# [Requests]
- 1) In the thread on deep-frying a goose, copy word for word the stretch from "## cheech (Dec 30, 2005)" through "extent quite dry.".
- 2) Proceed with the forum thread about deep-frying a goose, writing on from its final sentence.

# [Extracted text]
---*---

# Advice on Deep-Frying a Free Range goose



## ranger72 (Dec 26, 2005)

Hi Guys, Its been awhile and I see many new members and some more really great threads and posts!


Here is my dilemna..

I have picked up a free range goose which i will prepare for a New Years Eve and I was wondering if geese can be deep fried the same way as turkey's? :roll: 


I was talking to someone who has deep-fried many many turkeys but has never tried to do a goose that way and the question that keeps being asked but for which we can find no answer is what happens to all the fat contained in the goose...

We know that when we roast a goose we want to ***** the skin in various places so that the fat can render while roasting and bastes the rest of the bird's meat...

But we also know that deep-frying seals the bird and that is why fried turkey is so good and moist. But turkey does not have fat in the same way as a goose and some geese can render as much as 6 cups of fat...

So I'm wondering if any of y'all have ever deep-fried a goose and what happens to the fat?

I did other searches within google and did not find any recipes for deep-fried goose but we do find many for turkey!

Certainly would appreciate any help on This.

Thanxalot!


ranger72


----------



## cheech (Dec 29, 2005)

Have not done a free range goose before but have done a wild goose. We injected it with a lemon herb sauce. I would not say that would ever crave it again, I think that I would rather place it in the smoker instead


----------



## ranger72 (Dec 30, 2005)

Hi *Cheech[B/]!

Thanks for the reply...This is a free-range goose but it still has a goodly layer of fat and what I was mostly wondering is will the fat render out into the peanut oil or will it stay within the goose due to the properties of cooking in hot fat..(this tends to seal juices and so forth in the poultry..

Can you elaborate on what happened with the fat when you cooked your goose,Please? Was it the fat that made your goose not so great or was it just very gamey?

I can smoke the goose if I have to but I was hoping it would be just as good as deep-fried turkey..

Thanks again,

ranger72*


----------



## cheech (Dec 30, 2005)

There was no fat on the goose that I had (or very little) it was a very wild goose.

The reason I did not care for it was that it was gamey and to a great extent quite dry. 

It has been awhile and I seem to remember that the fat did sort of melt away for the most part. But then again there really was not much fat if any there.

My preference has been to make salami out of it and that turns out better than the venision salami that I have made.


----------



## ranger72 (Dec 30, 2005)

OK *Cheech*!

Thanks again for the reply.


So it seems that the fat rendered out and for you gaminess was the enemy.


Right now I am brining this goose in a brine of 1gallon of heated water to which I added 1 pound of sea salt and stirred until salt dissolved in the water, then I added 1pound of orange blossom honey and two quarts of Swanson Vegetable broth and then 7 pounds (1&1/2 bags of ice) stirring until all is well mixed and chilly. The goose is sitting breast side up in the marinade and will be brining for about 12 hours.

Then I will remove it from the brine and lightly rinse it and then will dry it thoroughly inside and out and then will rub up the goose and keep it in the fridge until ready to cook...  

Even after brining I will still inject the bird with something; possibly apple juice and ground up rosemary before I cook it...I guess i will need to make a decision as to whether I deep fry it or roast it,,,I also have a rottisserie that I could use to cook it with..

---*---

[Dataset entries]
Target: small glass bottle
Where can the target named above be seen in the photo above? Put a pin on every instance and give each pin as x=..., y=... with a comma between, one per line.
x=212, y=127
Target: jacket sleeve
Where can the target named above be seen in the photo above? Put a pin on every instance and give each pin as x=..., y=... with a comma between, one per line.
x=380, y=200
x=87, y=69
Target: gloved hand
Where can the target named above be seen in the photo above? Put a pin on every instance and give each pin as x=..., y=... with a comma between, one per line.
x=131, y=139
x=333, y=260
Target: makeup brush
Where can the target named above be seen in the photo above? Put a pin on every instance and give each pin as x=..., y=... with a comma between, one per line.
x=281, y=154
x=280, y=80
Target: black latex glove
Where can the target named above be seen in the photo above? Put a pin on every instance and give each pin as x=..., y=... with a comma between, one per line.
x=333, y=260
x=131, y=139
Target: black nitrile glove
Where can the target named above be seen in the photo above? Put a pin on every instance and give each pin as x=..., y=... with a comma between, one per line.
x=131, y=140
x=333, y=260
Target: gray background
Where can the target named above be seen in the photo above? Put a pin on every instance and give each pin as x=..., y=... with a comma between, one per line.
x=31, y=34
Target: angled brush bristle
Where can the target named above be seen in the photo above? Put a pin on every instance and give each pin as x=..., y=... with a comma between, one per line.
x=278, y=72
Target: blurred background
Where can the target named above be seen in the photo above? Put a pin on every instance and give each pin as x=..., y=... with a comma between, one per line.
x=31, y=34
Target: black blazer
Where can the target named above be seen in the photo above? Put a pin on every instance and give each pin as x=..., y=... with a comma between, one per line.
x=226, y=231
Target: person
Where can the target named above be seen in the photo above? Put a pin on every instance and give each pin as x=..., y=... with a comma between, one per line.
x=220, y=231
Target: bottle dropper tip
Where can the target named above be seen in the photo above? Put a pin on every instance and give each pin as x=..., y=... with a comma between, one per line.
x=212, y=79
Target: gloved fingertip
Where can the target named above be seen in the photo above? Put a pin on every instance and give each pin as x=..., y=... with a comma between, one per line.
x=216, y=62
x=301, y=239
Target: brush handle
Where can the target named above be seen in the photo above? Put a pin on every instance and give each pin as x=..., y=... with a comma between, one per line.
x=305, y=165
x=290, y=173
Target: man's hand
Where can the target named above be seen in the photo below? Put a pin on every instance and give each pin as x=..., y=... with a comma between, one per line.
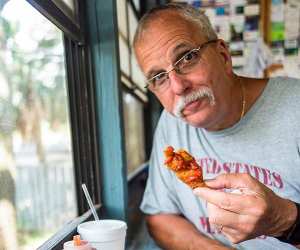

---*---

# [Task-by-task answers]
- 1)
## cheech (Dec 30, 2005)

There was no fat on the goose that I had (or very little) it was a very wild goose.

The reason I did not care for it was that it was gamey and to a great extent quite dry.

- 2)
decisions..decisions....Thank you again for your comments..

ranger72


----------



## cheech (Dec 30, 2005)

I am always a fan of smoking but the deep frying thing has my curiousity. 

Try the deep frying thing and try it out. My experience was many years ago and since then I have learn tons, I did many things wrong but now with the support of this forum, books and experience it can make a difference.


----------



## Dutch (Dec 31, 2005)

Ranger, If you go with the smoking of the goose light ***** the skin over the breast of the goose and smoke for the first hour breast side down. This will allow the rendered goose fat to escape. After the first hour turn the bird breast side up and finish smoking.


----------



## ranger72 (Dec 31, 2005)

Thanks *Earl*.


I am going to buy another one of these geese to smoke sometime soon but I made a decision sometime between yesterday and today to cook this one on my rotisserie on which I have roasted many ducks and a goose is just a big duck! :lol: 

I am doing this because I pretty much know what the outcome will be by using the rotisserie and the thing is that we are having this goose for a New Year's Eve celebration tonight and we are having company tonight and *Mrs. ranger* has put her tiny little foot down and has issued my marching orders  :lol: *There will be no experimentation for tonites little feast!*

So I will tow the line at least for tonight :lol: 


But you can bet a big pile of Cherry Chunks that I will be getting two more of these geese very soon...One to smoke and one to deep-fry...

I have smoked a number of ducks through the years and they are wonderful in the smoker but I have never tried my hand with the goose before...tonight is not the night to screw it up!


I will take the time a little later to post my recipe for Brandied Blackberry dipping sauce which is superb for any poultry dish on the face of this earth 
whether smoked, fried, or roasted...Its a little management intensive but well worth the effort for the results.


Thanks again,

ranger72 :)


----------



## Dutch (Dec 31, 2005)

Boy, I hate when the ladies put their foot down and issue marching orders but the way I look at it is they got their reputation as a Hostess to maintain. If us guys screw up the main course it bad news all the way around. Cus "If mama ain't happy-no body's happy!"

Don't forget to ***** the breast skin before sliding that bird on the rotisserie.

That Brandied Blackberry dipping sauce sounds great, can't wait to see the recipe posted.

Best of luck with tonight's bird.


----------



## ranger72 (Dec 31, 2005)

Hiya *Earl*

By God; Youv'e got that right on the money!


Ten-Dash Four on the pricking of the breast and the damn thing is on the rotisserie now and the goose fat is justa pouring out of there..I read somewhere that a mature goose may contain up to 6 cups of fat...holy moly!



I will be sure to post my recipe for the sauce but it'll probably be tommorrow cause I'm up to my  A_ _ in Alligators at the moment... :lol: 


Thanxabunch,

ranger72 :D


----------



## ranger72 (Jan 4, 2006)

Ok Guys,

Here is the recipe for *Blackberry Brandied Dipping Sauce* which can be used for any type of poultry and I have used it many times with smoked duck and roasted duck and most recently I made it for the Goose and it is really special; however it does entail a bit of work in Two Steps... :) 


 :arrow: First we will make a brown sauce from the giblets, wing ends, and Celery , Carrots, Onion, Garlic, Tomatoe, and I use two cans of Campbells Rich Beef Broth and this makes a wonderful rich brown sauce which could be the base for many different things but we will use it for our b-berry sauce.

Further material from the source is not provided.